# start of Document

A friend who lives in Christchurch, and who has moved out with his family until things settle down, points out that the violence of the lateral forces of the February 22 earthquake were unprecedented.
Measured as a fraction of gravitational pull, the horizontal force of the quake was 1.88 times the force of gravity. Building codes, he tells me, allow for horizontal force of 0.6g, at least in Wellington where everyone thought the next major quake would strike and where a good deal of building strengthening has been done. Not so.
Christchurch copped it back in September with lateral force of 1.26g, and a Richter scale reading of 7.1. The Christchurch quake's Richter force was a mere 6.3, but now over 200 people are dead, and of those a substantial proportion are foreign nationals. The pupils of an English-language school are still buried in the ruins of an office block which was never designed to withstand such forces, as are about 22 tourists under the collapsed steeple of Christchurch's chief building, Christ Church, which stands (more or less -- it may have to come down) right in the heart of the city and represents all that is British about the colonial heritage of this once-beautiful town.

# end of Document
# start of Recorded information

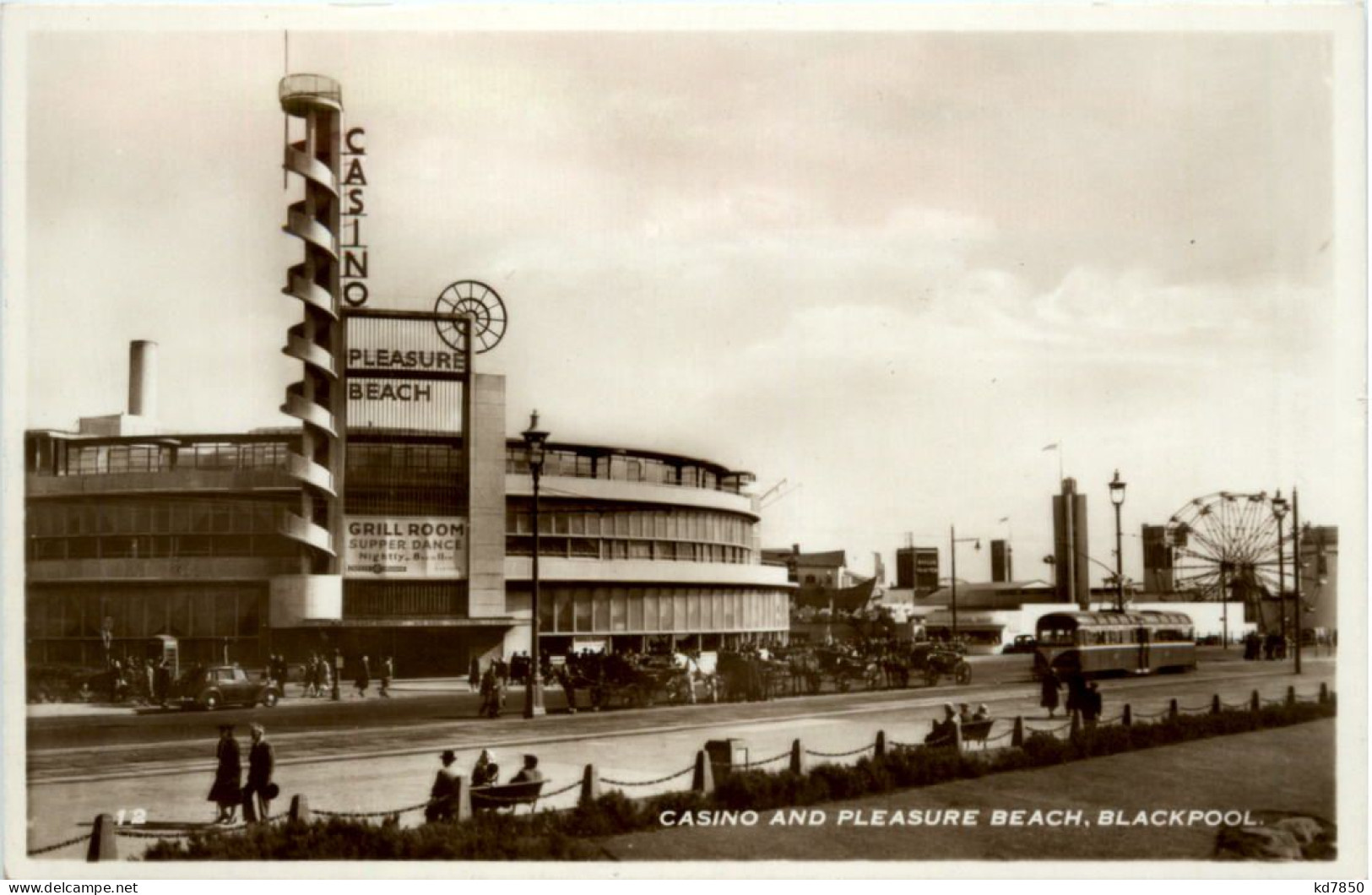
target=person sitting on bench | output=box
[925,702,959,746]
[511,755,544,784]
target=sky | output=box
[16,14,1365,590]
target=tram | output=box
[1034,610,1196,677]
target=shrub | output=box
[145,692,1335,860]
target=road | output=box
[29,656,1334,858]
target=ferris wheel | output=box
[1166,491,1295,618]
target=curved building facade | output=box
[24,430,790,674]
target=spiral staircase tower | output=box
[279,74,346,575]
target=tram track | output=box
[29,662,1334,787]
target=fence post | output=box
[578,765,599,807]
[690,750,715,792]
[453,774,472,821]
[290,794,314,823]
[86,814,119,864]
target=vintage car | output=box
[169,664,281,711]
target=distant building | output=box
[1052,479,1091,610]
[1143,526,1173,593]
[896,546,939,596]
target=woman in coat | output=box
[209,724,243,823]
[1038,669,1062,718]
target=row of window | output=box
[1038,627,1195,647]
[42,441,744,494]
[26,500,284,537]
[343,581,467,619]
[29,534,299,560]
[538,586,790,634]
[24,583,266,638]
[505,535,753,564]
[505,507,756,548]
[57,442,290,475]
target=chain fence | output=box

# end of Recorded information

* **Tasks for this exercise**:
a – List every horizontal or lateral force value that the earthquake text states in terms of gravity.
b – Render this sentence from the earthquake text in Spanish: "Measured as a fraction of gravitational pull, the horizontal force of the quake was 1.88 times the force of gravity."

* **Per-task outputs**:
a –
1.88 times the force of gravity
0.6g
1.26g

b – Medida como fracción de la atracción gravitatoria, la fuerza horizontal del terremoto fue 1,88 veces la fuerza de la gravedad.